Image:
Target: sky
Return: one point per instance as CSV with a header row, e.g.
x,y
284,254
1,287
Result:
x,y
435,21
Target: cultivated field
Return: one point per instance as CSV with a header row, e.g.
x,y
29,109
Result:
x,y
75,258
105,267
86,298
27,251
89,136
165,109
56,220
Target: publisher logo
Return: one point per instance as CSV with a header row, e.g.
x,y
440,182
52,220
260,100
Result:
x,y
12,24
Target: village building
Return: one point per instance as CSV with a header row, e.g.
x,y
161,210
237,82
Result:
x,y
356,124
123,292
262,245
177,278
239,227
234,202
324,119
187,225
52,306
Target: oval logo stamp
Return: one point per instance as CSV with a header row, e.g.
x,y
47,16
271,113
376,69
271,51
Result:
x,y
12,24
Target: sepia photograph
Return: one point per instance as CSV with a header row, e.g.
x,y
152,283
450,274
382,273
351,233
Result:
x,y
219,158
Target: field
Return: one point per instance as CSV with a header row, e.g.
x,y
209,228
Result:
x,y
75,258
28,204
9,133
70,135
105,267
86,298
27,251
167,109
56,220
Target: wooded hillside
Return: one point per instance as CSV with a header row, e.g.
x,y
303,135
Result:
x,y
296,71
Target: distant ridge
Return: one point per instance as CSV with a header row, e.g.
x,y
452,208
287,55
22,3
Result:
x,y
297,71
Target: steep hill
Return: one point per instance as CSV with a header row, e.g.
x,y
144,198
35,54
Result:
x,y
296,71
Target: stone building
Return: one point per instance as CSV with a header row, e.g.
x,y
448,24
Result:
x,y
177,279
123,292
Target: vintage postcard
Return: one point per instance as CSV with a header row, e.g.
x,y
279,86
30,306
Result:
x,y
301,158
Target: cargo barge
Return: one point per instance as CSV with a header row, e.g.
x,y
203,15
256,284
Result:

§ **Task statement**
Print every one of the lines above again, word for word, with nothing changed.

§ **Solution to the exercise**
Image:
Target: sky
Return: one point per instance as CSV with a header row, e.g.
x,y
284,254
1,287
Result:
x,y
435,21
Target: cultivated field
Return: one point per instance as CSV with a header row, e.g.
x,y
29,109
Result:
x,y
75,258
105,267
86,298
27,251
89,136
165,109
56,220
Target: publisher logo
Return: one point per instance as CSV with a header row, e.g.
x,y
440,182
52,220
260,100
Result:
x,y
12,24
Target: village building
Return: one point per instance as CSV with a header row, e.g.
x,y
161,210
237,82
Result:
x,y
356,124
123,292
262,245
177,278
239,227
234,202
324,119
187,225
52,306
Target: oval logo stamp
Return: one point per instance as CSV with a header row, e.g.
x,y
47,16
271,113
376,69
271,51
Result:
x,y
12,24
Target: sepia photograph
Return: one point per instance as CSV with a header row, e.g.
x,y
152,283
450,274
382,273
351,233
Result:
x,y
219,158
Target: field
Return: one point per instance as CSV with a header row, e.g.
x,y
209,228
Result:
x,y
75,258
28,204
9,133
70,135
105,267
86,298
27,251
167,109
56,220
Target: wooded hillside
Return: one point per instance as CSV with a header row, e.g.
x,y
303,135
Result:
x,y
296,71
Target: distant ridge
Return: one point per instance as CSV with a header row, e.g.
x,y
452,208
287,55
22,3
Result:
x,y
297,71
Target: steep hill
Return: one point per instance as CSV with a header row, e.g.
x,y
144,198
35,54
Result:
x,y
296,71
Target: stone building
Return: one point per instance as CSV with a header row, e.g.
x,y
448,24
Result:
x,y
177,279
123,292
Target: vintage postcard
Return: one point per instance as CSV with a header row, e.g.
x,y
279,86
30,306
Result:
x,y
301,158
Target: cargo barge
Return: one point per instance as CSV with a header row, e.g.
x,y
203,15
256,284
Result:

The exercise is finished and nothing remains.